PROBLEM — Every line below is to be copied exactly, with the pictures left out.

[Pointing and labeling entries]

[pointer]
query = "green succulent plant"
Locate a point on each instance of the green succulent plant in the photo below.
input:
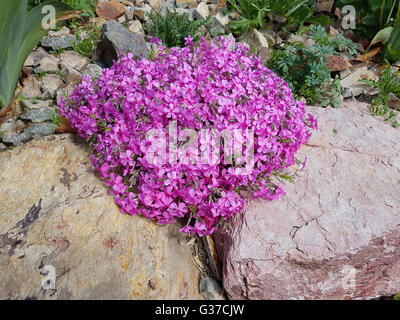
(20, 32)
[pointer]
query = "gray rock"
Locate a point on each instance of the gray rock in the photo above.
(42, 61)
(256, 40)
(39, 115)
(57, 43)
(16, 139)
(185, 3)
(31, 87)
(39, 130)
(201, 12)
(114, 39)
(221, 19)
(136, 27)
(93, 70)
(65, 92)
(50, 84)
(31, 132)
(70, 75)
(210, 289)
(335, 234)
(74, 60)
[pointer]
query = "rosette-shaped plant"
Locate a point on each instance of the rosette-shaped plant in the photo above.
(181, 134)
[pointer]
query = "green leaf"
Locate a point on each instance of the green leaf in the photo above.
(392, 50)
(382, 36)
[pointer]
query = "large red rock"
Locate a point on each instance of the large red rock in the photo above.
(336, 234)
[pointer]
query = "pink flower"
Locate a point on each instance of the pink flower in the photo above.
(209, 85)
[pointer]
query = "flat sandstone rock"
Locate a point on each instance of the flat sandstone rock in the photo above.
(336, 234)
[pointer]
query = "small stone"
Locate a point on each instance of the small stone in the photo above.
(39, 115)
(31, 87)
(154, 4)
(352, 87)
(110, 10)
(349, 34)
(360, 47)
(12, 126)
(201, 12)
(141, 13)
(309, 43)
(136, 27)
(337, 63)
(222, 19)
(129, 13)
(122, 19)
(65, 92)
(394, 102)
(50, 85)
(185, 3)
(40, 130)
(16, 139)
(280, 19)
(213, 9)
(264, 54)
(57, 43)
(115, 38)
(74, 60)
(62, 32)
(93, 70)
(210, 289)
(70, 75)
(48, 63)
(256, 40)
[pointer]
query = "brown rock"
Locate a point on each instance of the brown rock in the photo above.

TASK OUTPUT —
[pointer]
query = "green succulent plant"
Locate a point on each instance of the green succulent plant in the photo below.
input:
(20, 32)
[pointer]
query = "gray rock"
Locate a point on each instance of the gray rock in the photo above.
(42, 61)
(256, 40)
(39, 115)
(57, 43)
(16, 139)
(185, 3)
(31, 87)
(39, 130)
(201, 12)
(114, 39)
(221, 19)
(136, 27)
(93, 70)
(65, 92)
(50, 84)
(31, 132)
(70, 75)
(210, 289)
(335, 234)
(74, 60)
[pointer]
query = "rosette-shaped plant"
Locate a point on each instance of the rosette-shaped plant in the photo above.
(181, 134)
[pointer]
query = "green leaf"
Locate a point on each instance of the green leaf in the photo above.
(392, 50)
(382, 36)
[pointer]
query = "large red rock"
Locate a point on each instance of the large red rock in the photo above.
(336, 234)
[pointer]
query = "pink flower"
Locate a point on each instance of the pink flower in the photo above.
(209, 85)
[pointer]
query = "flat sandstone rock"
Locate a point on each instance of the flat sandstone rock in the photo above.
(336, 234)
[pointer]
query = "small stone"
Locate a point on each instance of the small stone in the photo above.
(39, 115)
(31, 87)
(154, 4)
(352, 87)
(110, 10)
(349, 34)
(360, 47)
(12, 126)
(201, 12)
(141, 13)
(309, 43)
(136, 27)
(337, 63)
(222, 19)
(129, 13)
(122, 19)
(65, 92)
(394, 102)
(50, 85)
(185, 3)
(40, 130)
(16, 139)
(280, 19)
(213, 9)
(264, 54)
(57, 43)
(115, 38)
(74, 60)
(62, 32)
(93, 70)
(210, 289)
(70, 75)
(48, 63)
(256, 40)
[pointer]
query = "brown rock"
Locate a point on each instance of the brown rock in the photo above.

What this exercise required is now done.